== ITEMS

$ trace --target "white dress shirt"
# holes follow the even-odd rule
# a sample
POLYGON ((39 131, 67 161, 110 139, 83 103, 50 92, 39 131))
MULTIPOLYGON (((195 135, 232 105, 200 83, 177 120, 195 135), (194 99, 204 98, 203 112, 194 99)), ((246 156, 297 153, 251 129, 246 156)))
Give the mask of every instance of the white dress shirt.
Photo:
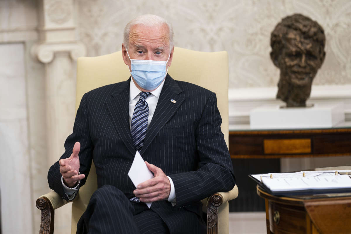
MULTIPOLYGON (((147 105, 149 107, 149 117, 147 121, 148 127, 150 124, 154 113, 155 113, 155 110, 156 109, 156 107, 157 105, 157 102, 158 101, 158 99, 160 97, 160 94, 161 94, 161 91, 162 90, 162 87, 164 83, 165 80, 164 79, 157 88, 150 92, 151 94, 145 100, 145 101, 147 103, 147 105)), ((132 118, 134 112, 135 105, 139 100, 139 98, 140 97, 140 93, 141 91, 137 87, 132 79, 131 80, 129 91, 129 128, 130 129, 131 123, 132 122, 132 118)), ((80 175, 80 173, 79 174, 80 175)), ((174 190, 174 184, 170 177, 169 176, 167 176, 167 177, 169 180, 170 183, 171 183, 171 192, 170 193, 170 195, 168 197, 168 199, 167 200, 168 201, 172 202, 172 205, 174 206, 176 201, 176 191, 174 190)), ((78 191, 78 189, 77 188, 78 187, 78 186, 80 182, 80 181, 78 181, 77 183, 77 186, 73 188, 68 188, 65 185, 63 182, 63 177, 62 176, 61 176, 61 182, 62 183, 62 185, 63 186, 64 190, 68 196, 68 199, 70 200, 73 199, 75 194, 78 191)))

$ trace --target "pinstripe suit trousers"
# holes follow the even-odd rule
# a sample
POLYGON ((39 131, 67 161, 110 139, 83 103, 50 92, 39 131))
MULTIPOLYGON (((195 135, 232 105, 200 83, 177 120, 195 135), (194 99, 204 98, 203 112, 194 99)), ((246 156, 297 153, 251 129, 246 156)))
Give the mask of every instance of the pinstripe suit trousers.
POLYGON ((77 227, 77 234, 169 233, 162 219, 144 203, 131 202, 120 190, 108 185, 92 196, 77 227))

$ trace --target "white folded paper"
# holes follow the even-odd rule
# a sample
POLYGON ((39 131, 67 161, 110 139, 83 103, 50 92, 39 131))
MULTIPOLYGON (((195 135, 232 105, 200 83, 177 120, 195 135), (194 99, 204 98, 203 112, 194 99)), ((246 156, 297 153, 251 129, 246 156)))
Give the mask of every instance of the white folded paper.
MULTIPOLYGON (((128 176, 135 187, 140 183, 154 178, 152 173, 150 171, 141 155, 137 151, 134 157, 132 166, 131 167, 128 176)), ((150 208, 152 202, 145 202, 150 208)))

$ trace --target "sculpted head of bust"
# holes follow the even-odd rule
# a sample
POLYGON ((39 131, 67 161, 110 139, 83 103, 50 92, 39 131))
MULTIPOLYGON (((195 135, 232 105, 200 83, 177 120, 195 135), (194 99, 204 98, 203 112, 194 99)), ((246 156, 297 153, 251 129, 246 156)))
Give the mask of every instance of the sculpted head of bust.
POLYGON ((271 58, 280 70, 277 98, 287 106, 306 106, 325 56, 325 44, 323 28, 300 14, 284 18, 272 32, 271 58))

====

**TASK DETAILS:** Pull out each line of the records above that contains the string "suit". Case counts.

**SOLUTION TO THIS EXERCISE:**
$ trace --target "pinstripe suit trousers"
Give the mask of every instance of the pinstripe suit trousers.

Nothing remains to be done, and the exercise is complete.